» PROBLEM DETAILS: Please pull out and copy every line in the rows below that contains the string "building". Case counts.

(Stored records)
— start —

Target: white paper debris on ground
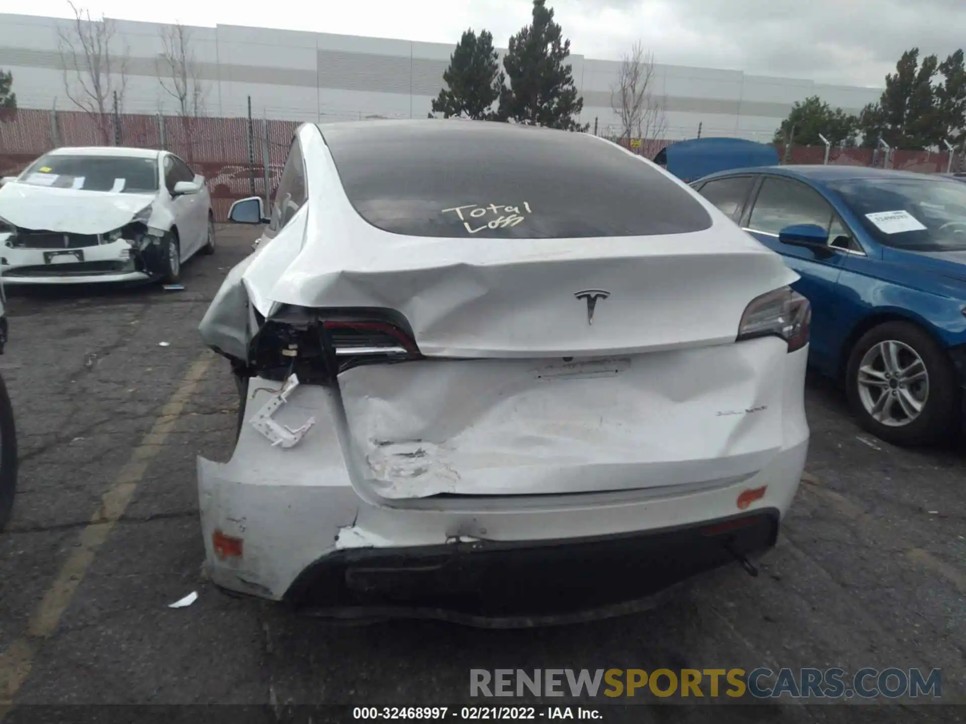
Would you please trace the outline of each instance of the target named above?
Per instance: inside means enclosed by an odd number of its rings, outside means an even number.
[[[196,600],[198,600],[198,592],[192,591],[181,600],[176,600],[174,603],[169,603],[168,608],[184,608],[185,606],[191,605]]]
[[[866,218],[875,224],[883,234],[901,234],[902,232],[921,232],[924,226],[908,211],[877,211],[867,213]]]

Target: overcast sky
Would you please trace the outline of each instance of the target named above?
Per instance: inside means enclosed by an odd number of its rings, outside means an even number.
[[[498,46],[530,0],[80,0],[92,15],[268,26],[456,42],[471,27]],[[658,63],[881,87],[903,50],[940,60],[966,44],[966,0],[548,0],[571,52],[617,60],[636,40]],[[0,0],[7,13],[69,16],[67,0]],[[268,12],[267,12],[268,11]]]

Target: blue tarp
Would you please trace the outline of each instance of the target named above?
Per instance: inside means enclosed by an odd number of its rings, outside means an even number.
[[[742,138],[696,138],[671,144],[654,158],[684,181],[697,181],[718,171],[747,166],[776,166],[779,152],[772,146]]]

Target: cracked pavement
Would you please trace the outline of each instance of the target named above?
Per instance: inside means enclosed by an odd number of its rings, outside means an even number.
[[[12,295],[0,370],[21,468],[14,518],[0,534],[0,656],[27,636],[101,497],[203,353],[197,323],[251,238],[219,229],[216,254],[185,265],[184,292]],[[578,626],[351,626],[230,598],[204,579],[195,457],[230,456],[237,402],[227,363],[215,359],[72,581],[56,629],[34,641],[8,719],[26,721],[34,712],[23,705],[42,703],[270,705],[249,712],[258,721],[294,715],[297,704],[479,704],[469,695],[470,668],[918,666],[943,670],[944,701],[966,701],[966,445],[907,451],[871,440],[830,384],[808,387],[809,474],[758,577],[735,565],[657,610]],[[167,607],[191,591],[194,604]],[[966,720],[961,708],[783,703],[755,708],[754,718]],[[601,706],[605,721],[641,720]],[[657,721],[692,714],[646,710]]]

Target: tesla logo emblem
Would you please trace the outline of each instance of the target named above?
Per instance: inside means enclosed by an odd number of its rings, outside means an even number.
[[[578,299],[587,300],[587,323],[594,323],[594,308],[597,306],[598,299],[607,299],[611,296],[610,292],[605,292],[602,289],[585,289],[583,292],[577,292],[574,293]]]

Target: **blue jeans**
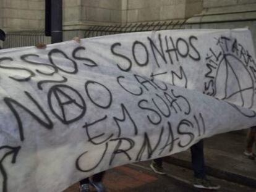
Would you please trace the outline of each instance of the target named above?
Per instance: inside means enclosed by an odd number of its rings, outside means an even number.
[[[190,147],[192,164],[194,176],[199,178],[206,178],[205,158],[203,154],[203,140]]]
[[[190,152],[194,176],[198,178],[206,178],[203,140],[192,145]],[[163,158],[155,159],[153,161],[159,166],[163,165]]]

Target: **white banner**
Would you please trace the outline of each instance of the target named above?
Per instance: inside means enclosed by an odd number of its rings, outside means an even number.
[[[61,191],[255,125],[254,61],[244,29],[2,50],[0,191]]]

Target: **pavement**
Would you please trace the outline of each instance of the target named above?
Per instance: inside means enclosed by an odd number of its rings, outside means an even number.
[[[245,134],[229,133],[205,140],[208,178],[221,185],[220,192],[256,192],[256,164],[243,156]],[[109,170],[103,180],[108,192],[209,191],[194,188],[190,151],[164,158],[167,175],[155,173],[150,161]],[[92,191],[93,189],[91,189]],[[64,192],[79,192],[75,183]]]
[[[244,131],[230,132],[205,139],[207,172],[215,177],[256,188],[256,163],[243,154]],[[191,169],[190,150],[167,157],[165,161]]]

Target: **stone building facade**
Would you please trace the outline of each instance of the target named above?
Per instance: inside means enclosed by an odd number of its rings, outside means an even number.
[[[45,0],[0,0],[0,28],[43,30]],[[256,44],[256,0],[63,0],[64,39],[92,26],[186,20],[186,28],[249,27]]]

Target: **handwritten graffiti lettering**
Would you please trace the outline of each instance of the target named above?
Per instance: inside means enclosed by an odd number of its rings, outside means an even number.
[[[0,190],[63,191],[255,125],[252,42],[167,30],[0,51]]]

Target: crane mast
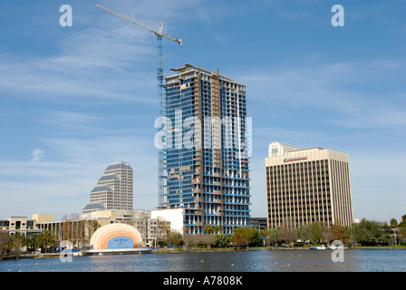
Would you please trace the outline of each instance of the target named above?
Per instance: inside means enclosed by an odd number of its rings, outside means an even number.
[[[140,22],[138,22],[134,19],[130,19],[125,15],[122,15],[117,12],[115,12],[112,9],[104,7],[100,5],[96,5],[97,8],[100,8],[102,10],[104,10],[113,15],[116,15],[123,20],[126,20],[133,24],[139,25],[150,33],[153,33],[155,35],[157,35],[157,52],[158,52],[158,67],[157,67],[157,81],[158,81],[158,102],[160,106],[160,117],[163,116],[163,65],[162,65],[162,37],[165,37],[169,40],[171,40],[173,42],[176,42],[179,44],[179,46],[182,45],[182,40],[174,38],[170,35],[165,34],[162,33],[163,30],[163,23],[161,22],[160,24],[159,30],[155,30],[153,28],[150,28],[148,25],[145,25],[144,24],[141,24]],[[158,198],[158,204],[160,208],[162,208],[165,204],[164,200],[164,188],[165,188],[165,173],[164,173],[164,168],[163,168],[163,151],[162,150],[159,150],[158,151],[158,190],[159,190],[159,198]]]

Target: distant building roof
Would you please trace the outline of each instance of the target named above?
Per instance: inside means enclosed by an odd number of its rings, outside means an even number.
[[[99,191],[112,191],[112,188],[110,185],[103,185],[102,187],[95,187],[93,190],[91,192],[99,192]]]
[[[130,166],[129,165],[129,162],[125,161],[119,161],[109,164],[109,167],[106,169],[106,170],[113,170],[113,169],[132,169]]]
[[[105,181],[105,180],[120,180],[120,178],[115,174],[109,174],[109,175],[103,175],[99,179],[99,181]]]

— end —
— start —

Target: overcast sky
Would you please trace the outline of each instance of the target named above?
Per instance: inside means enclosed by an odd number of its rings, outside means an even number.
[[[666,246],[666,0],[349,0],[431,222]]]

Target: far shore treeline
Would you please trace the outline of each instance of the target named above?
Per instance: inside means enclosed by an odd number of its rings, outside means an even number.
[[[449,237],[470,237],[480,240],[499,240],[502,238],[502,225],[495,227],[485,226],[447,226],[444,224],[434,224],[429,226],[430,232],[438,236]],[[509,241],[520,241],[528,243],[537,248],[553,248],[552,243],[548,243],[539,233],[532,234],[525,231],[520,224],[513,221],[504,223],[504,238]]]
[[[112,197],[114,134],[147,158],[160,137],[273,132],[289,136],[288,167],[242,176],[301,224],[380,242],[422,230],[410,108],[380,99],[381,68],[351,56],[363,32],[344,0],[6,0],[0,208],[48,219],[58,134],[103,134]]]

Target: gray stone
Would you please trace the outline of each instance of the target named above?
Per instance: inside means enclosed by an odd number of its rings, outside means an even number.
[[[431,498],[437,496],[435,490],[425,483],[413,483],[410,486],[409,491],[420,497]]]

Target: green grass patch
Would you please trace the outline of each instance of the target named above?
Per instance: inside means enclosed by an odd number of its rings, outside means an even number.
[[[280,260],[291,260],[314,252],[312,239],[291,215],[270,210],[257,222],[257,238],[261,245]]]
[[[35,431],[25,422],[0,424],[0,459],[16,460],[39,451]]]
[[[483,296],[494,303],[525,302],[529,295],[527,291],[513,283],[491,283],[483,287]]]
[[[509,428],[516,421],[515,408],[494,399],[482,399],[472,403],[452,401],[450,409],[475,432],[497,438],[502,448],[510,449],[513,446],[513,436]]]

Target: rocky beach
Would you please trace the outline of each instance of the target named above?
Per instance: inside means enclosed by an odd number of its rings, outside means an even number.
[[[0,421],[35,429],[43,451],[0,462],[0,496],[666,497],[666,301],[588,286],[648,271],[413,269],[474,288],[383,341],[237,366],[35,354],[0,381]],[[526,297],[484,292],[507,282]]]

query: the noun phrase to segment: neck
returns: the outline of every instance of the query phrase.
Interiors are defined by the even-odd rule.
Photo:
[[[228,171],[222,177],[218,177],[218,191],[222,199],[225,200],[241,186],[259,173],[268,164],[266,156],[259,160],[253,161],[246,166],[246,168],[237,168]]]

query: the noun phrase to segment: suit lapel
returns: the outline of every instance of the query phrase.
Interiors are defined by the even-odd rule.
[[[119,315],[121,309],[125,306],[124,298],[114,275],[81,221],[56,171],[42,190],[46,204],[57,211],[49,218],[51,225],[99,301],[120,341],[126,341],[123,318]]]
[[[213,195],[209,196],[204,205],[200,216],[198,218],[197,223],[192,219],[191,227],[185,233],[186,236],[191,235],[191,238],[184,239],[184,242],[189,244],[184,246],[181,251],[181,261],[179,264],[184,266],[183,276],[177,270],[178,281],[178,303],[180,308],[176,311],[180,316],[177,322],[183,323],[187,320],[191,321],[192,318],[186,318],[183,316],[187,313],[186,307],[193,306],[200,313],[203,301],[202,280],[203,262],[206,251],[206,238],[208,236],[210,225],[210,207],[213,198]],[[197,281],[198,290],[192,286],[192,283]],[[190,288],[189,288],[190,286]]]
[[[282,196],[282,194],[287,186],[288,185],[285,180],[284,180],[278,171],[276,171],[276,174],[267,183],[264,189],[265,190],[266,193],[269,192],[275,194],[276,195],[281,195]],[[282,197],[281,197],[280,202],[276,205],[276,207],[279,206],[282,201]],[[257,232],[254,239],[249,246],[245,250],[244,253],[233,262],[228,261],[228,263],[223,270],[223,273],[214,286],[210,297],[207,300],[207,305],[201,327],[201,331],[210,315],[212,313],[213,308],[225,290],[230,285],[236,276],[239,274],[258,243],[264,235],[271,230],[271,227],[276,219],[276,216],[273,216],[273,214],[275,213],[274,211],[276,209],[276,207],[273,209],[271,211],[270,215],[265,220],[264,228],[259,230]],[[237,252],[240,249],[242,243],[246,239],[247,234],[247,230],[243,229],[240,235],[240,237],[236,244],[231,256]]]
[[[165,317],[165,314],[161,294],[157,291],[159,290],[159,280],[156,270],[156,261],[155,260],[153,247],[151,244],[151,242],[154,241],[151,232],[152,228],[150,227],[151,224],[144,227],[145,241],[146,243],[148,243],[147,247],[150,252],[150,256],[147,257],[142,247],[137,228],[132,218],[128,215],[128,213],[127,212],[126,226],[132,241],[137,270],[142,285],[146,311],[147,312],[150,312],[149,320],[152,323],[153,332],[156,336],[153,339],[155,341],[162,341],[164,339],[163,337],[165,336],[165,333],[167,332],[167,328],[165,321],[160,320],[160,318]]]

— end —

» TASK SOLUTION:
Target: **stone building facade**
Target: distant building roof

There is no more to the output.